§ Task details
Filter the entries for the word "curb". Copy each line that has it.

Supplied material below:

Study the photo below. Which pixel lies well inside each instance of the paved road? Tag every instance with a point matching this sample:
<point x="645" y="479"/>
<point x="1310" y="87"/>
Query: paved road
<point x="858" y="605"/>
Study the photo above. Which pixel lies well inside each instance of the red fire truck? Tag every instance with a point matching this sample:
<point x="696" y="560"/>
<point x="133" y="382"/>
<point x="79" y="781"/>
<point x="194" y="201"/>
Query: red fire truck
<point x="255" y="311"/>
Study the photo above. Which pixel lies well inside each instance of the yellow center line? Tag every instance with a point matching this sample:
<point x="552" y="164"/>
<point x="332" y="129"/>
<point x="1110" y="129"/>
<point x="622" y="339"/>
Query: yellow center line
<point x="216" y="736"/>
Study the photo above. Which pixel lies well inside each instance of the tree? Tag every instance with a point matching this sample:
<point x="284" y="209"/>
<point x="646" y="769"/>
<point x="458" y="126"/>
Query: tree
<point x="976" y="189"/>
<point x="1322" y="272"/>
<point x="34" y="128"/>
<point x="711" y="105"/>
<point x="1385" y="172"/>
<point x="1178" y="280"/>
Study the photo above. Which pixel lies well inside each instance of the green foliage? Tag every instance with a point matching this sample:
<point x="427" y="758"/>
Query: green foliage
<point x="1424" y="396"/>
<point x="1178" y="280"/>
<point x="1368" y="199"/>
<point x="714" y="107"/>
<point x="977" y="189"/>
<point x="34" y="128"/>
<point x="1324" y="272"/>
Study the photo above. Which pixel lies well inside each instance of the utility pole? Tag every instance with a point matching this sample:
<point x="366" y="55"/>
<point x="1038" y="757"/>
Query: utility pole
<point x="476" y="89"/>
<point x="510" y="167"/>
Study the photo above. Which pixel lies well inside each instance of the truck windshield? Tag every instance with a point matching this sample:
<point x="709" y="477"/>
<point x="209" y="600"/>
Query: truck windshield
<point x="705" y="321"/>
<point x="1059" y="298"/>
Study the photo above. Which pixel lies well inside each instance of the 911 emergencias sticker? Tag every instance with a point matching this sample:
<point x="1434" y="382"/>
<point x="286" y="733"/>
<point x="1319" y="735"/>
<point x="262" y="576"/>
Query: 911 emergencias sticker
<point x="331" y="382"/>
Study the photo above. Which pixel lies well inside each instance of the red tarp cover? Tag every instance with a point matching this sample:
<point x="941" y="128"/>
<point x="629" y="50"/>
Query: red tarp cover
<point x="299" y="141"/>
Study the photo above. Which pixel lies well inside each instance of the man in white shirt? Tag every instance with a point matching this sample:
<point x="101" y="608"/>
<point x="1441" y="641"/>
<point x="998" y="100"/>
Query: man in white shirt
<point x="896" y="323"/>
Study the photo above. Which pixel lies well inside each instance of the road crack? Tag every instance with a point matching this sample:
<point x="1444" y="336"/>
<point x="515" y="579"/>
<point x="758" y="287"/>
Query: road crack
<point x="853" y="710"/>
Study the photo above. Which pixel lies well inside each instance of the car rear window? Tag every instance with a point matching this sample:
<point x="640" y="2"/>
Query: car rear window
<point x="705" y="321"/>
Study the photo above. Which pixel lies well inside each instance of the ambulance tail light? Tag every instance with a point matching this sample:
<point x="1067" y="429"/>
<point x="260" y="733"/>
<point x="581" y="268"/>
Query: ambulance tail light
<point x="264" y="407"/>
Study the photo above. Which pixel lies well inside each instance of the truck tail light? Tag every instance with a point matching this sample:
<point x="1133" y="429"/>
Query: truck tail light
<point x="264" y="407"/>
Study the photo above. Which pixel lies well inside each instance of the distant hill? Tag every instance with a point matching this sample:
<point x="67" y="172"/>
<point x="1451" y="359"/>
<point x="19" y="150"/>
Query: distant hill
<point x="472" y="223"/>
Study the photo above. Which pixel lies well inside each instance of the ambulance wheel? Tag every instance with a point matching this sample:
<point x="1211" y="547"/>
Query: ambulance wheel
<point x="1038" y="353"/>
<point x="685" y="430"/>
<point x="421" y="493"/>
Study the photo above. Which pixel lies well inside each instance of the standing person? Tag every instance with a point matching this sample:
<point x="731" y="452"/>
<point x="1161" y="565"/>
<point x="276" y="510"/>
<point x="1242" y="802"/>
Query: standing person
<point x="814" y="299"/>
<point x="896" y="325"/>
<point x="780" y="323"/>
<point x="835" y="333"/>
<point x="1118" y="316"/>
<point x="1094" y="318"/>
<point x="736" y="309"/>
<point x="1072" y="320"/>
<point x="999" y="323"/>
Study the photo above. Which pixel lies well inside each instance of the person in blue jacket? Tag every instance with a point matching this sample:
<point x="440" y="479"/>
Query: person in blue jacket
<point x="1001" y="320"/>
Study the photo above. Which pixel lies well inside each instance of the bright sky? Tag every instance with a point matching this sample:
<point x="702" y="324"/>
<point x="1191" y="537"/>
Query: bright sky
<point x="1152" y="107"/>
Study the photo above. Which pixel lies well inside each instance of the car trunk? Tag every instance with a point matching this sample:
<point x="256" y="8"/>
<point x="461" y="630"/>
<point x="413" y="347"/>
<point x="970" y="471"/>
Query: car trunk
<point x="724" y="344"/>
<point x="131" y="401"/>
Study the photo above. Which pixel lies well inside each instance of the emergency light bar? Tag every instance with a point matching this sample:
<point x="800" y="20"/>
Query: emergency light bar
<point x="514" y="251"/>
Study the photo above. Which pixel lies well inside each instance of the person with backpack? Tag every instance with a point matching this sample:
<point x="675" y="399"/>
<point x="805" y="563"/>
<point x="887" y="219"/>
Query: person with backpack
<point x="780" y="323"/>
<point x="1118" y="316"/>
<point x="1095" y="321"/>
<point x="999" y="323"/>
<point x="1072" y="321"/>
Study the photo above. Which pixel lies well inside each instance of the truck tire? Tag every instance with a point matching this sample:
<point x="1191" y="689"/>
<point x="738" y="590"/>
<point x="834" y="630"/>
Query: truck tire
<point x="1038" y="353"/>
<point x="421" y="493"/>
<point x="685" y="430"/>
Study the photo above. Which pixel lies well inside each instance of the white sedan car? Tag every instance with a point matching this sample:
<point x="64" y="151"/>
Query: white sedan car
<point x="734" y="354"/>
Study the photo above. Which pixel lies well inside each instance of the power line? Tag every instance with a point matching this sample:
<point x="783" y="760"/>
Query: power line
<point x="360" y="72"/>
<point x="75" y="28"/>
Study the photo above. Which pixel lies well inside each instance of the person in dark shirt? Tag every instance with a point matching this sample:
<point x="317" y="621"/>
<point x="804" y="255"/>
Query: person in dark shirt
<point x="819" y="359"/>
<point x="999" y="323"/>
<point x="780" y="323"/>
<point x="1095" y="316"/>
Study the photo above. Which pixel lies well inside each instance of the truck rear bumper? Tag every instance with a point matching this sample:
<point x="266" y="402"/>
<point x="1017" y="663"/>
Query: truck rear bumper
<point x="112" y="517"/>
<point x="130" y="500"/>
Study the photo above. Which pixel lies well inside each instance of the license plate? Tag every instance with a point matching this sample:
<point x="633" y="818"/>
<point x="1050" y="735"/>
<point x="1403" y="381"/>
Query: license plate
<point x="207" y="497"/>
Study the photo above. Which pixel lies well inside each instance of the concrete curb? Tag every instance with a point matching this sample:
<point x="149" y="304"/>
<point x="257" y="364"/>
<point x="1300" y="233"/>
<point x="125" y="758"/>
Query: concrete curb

End of Supplied material.

§ Exercise result
Study the photo above. Which pixel lies well inside each instance of the concrete curb? Tag every instance with a point matching this sample:
Query: concrete curb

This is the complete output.